> EXERCISE PROMPT
Replace "utility pole" with "power pole" in the records, starting at the line that contains "Target: broom of twigs" and running through the end of the records, and change nothing else. Return only those lines, without the pictures.

__________________________________________________

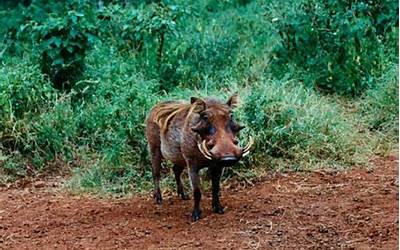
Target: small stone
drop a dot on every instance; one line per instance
(39, 184)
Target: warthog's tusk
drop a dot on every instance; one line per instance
(204, 150)
(246, 149)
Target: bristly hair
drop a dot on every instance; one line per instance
(164, 112)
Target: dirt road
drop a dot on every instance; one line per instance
(356, 209)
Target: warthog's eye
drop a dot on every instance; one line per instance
(211, 130)
(203, 116)
(235, 127)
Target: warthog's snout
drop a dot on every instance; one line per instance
(225, 159)
(228, 160)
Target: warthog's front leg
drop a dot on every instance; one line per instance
(195, 181)
(216, 173)
(181, 190)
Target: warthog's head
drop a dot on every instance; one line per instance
(218, 130)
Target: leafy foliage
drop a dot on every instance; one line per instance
(338, 44)
(113, 60)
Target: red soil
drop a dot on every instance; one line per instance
(355, 209)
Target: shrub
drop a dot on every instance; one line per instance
(63, 39)
(297, 125)
(380, 105)
(338, 45)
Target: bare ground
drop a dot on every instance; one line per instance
(355, 209)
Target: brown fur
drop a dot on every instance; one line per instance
(174, 130)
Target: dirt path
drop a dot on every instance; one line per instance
(357, 209)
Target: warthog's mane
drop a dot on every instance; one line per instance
(165, 112)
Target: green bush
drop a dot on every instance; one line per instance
(296, 125)
(338, 45)
(63, 41)
(380, 105)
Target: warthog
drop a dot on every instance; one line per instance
(198, 134)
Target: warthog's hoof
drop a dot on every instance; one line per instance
(196, 215)
(184, 196)
(158, 198)
(218, 209)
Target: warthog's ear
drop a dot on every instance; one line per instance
(233, 101)
(198, 103)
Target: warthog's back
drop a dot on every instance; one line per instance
(169, 119)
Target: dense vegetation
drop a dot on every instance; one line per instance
(318, 82)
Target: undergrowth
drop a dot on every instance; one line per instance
(136, 55)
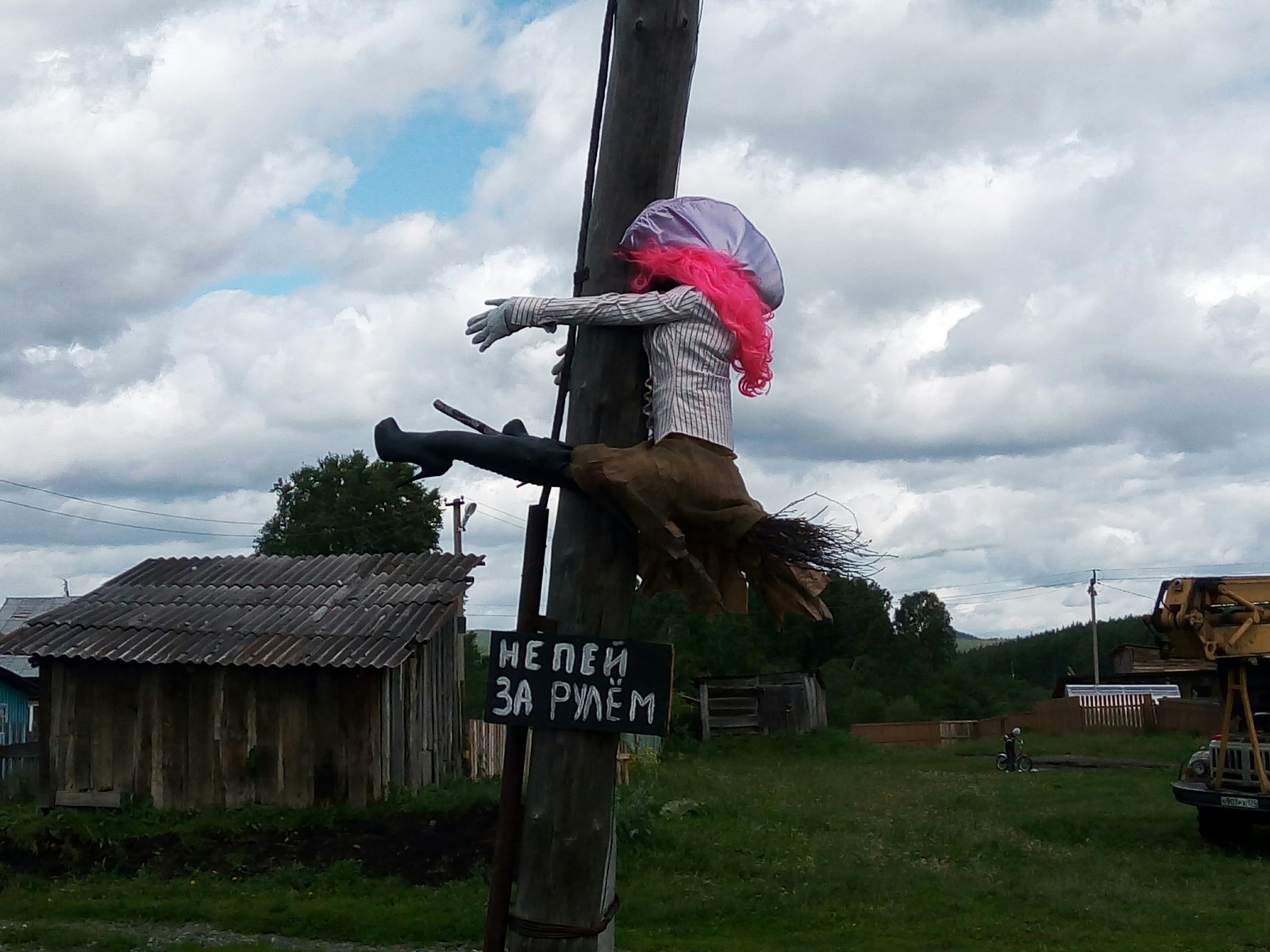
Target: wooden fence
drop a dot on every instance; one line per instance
(1068, 715)
(483, 752)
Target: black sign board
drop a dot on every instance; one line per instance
(592, 685)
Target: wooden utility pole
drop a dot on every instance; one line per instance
(457, 507)
(1094, 621)
(568, 846)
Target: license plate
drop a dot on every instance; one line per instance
(1242, 803)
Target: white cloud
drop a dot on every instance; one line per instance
(1024, 247)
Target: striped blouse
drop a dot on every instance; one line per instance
(689, 353)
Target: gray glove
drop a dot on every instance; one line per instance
(484, 329)
(558, 371)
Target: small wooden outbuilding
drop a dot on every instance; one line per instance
(270, 679)
(783, 702)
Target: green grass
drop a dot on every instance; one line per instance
(810, 843)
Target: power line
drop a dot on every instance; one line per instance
(125, 508)
(129, 526)
(1138, 594)
(487, 505)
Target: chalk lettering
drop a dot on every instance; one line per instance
(584, 698)
(588, 658)
(615, 659)
(647, 701)
(614, 704)
(559, 695)
(524, 704)
(505, 697)
(563, 658)
(581, 683)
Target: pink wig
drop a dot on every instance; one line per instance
(732, 292)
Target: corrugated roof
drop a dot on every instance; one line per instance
(17, 612)
(353, 611)
(19, 666)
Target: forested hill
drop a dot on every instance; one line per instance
(1047, 657)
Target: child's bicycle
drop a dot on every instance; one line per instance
(1022, 761)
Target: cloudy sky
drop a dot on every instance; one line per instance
(1026, 245)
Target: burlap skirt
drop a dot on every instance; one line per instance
(689, 503)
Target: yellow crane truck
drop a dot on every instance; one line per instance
(1225, 620)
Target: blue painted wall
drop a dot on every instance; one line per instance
(19, 706)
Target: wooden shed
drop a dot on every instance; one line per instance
(268, 679)
(784, 702)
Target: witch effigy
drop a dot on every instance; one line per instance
(705, 283)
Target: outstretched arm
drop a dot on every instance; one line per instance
(601, 310)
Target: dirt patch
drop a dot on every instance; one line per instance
(417, 848)
(1098, 762)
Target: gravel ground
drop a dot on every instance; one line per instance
(162, 937)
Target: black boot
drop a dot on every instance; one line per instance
(512, 454)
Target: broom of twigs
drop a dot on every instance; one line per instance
(797, 539)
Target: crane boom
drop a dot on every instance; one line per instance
(1214, 617)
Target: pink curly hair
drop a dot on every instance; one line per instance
(732, 292)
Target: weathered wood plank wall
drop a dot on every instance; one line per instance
(190, 736)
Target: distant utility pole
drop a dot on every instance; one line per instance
(1094, 621)
(460, 517)
(565, 890)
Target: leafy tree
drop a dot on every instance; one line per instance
(348, 505)
(924, 624)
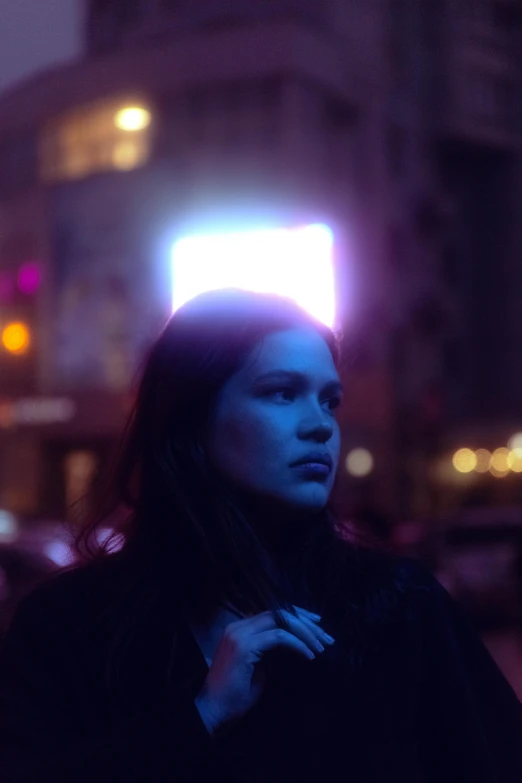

__________________________________________________

> TASK RESULT
Target: broom of twigs
drop a dot on every instance; one line per instance
(797, 539)
Target: crane boom
drop a dot on every instance; one line per instance
(1214, 617)
Target: pink curly hair
drop a dot on every instance; one line per instance
(732, 292)
Target: weathered wood plank wall
drop a dot on every instance; one line per instance
(190, 736)
Target: distant power pole
drop a dot on every instance; one line per instance
(1094, 621)
(460, 517)
(565, 890)
Target: leafy tree
drop a dot on every instance; one line per instance
(348, 505)
(924, 624)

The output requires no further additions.